### What needs to be done:
Change every occurrence of "one point per instance" in the entries below to "one point for each instance" and leave everything else unchanged. Omit the pictures from your answer.

### Records for processing:
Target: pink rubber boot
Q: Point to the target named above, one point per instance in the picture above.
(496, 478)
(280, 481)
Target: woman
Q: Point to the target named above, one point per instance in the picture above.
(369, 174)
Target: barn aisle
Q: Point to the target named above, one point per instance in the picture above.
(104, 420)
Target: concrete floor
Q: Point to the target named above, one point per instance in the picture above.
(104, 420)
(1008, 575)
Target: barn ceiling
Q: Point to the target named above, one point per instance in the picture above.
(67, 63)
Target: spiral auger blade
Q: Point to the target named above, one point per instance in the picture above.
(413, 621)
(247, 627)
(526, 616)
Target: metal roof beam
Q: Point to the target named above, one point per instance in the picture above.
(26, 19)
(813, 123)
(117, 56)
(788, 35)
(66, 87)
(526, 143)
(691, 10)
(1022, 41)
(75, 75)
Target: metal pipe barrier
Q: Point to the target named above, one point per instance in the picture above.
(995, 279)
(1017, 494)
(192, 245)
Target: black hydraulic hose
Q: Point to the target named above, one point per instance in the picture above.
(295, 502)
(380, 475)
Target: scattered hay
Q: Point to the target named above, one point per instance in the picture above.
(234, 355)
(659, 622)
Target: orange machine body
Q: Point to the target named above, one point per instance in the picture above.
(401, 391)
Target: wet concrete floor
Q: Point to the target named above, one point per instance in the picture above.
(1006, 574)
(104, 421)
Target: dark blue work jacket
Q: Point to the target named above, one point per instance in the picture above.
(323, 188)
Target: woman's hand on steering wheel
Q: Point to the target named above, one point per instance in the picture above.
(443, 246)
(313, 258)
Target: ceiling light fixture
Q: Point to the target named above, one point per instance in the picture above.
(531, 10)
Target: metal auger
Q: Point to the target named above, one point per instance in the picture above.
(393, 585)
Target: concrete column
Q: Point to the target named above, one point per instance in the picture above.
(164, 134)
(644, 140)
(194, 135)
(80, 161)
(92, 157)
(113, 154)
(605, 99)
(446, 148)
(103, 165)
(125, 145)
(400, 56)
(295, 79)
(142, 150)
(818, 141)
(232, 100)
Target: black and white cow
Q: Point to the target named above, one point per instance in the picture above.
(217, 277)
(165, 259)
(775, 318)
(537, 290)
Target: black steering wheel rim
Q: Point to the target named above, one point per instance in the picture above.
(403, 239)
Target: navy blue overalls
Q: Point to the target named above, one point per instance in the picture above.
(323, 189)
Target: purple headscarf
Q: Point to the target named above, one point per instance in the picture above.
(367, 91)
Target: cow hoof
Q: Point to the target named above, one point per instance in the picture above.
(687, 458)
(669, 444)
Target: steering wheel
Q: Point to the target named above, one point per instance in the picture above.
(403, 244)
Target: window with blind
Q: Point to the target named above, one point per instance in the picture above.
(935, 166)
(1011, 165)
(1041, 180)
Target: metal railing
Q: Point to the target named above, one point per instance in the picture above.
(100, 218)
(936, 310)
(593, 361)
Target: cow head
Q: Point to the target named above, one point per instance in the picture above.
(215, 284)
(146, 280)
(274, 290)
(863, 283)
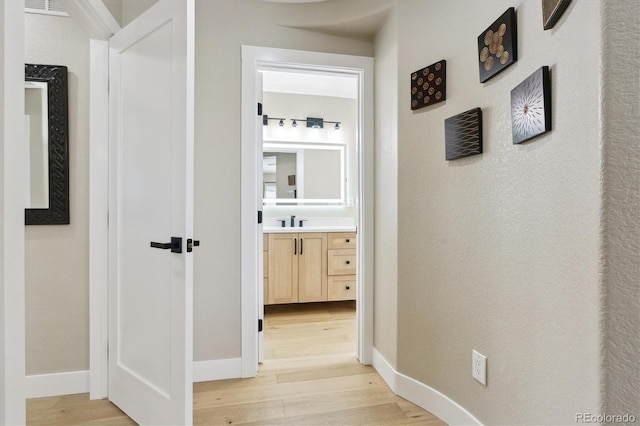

### Exercise answer:
Target: pink rubber boot
Q: Point to the target named above, one point for each instance in the picture above.
(496, 478)
(280, 481)
Target: woman
Q: Point to the target named above, one point for each instance in the picture above.
(369, 174)
Target: barn aisle
Q: Point to the target named above, one point for each instance in the picture above.
(104, 420)
Target: concrete floor
Q: Point to the target named above, one point for each instance in the picture above.
(104, 420)
(1008, 575)
Target: barn ceiling
Q: Point to the target named above, one point for each instance in the picture above.
(67, 63)
Target: spiral auger blade
Q: Point to the target named above, one point for each instance in the picture above.
(413, 621)
(247, 627)
(526, 616)
Target: metal roof beam
Q: Point to the target named above, one point for each instance in the picture above.
(26, 19)
(813, 123)
(117, 56)
(788, 35)
(66, 87)
(526, 143)
(691, 10)
(1022, 41)
(75, 75)
Target: metal pipe barrier
Q: Point to the target named above, one point for each instance in the picture above.
(995, 279)
(1017, 494)
(192, 245)
Target: black hydraulic hose
Q: Point to the target named above, one point for each instance in the picture above.
(295, 502)
(380, 475)
Target: scattered hay
Q: Point to the target named above, one point for each instance in the picture above.
(234, 355)
(659, 622)
Target: orange machine body
Q: Point to the target named above, one point for each instance in the picture above.
(401, 391)
Target: wet concrete floor
Q: Point to the target named above, one point for each instance in the picture above.
(1006, 574)
(104, 421)
Target: dark blue work jacket
Q: Point to the target named above, one point for each instance in the picture above.
(323, 188)
Target: woman's hand on steering wheel
Q: Point to the target named above, one point for each instance in the picture above.
(443, 246)
(313, 258)
Target: ceiling light fixture
Q: Point to the target named above, one point for each instance in the picture above.
(531, 10)
Target: metal auger
Q: Point to the target named above, one point for each instance in the picture above.
(393, 585)
Target: concrete column
Q: Point to the target named above, one point for each instance in the picture above.
(164, 134)
(644, 140)
(194, 135)
(80, 161)
(92, 157)
(113, 154)
(605, 99)
(446, 148)
(103, 165)
(125, 145)
(400, 56)
(295, 79)
(142, 150)
(818, 141)
(232, 100)
Target: black and white cow
Q: Point to the target named above, one point for each instance in the picture above.
(217, 277)
(165, 259)
(775, 318)
(537, 290)
Target: black steering wheel rim
Q: Point to the target named above, one point for each instance in the picture above.
(403, 239)
Target: navy blue overalls
Q: Point to the target named above, one point for each instance in the picture above.
(323, 189)
Target: purple headscarf
Q: Point to the target named above, one point for each instance in the picture above.
(367, 91)
Target: cow hoof
Q: Point to the target named above, one point for each instance in the picture above.
(687, 458)
(669, 444)
Target: steering wheel
Q: Point to the target named above, one point for each instance in the picture above.
(403, 244)
Target: window with blind
Q: Point to the target named above, one point for each instance in the picture above.
(935, 166)
(1011, 165)
(1041, 180)
Target: metal railing
Q: Point to the target named above, one point for each instance in the picture above.
(100, 218)
(936, 310)
(593, 361)
Target: cow head
Q: Point to the target named above, one point for each instance in the picture above.
(215, 284)
(146, 280)
(274, 290)
(863, 283)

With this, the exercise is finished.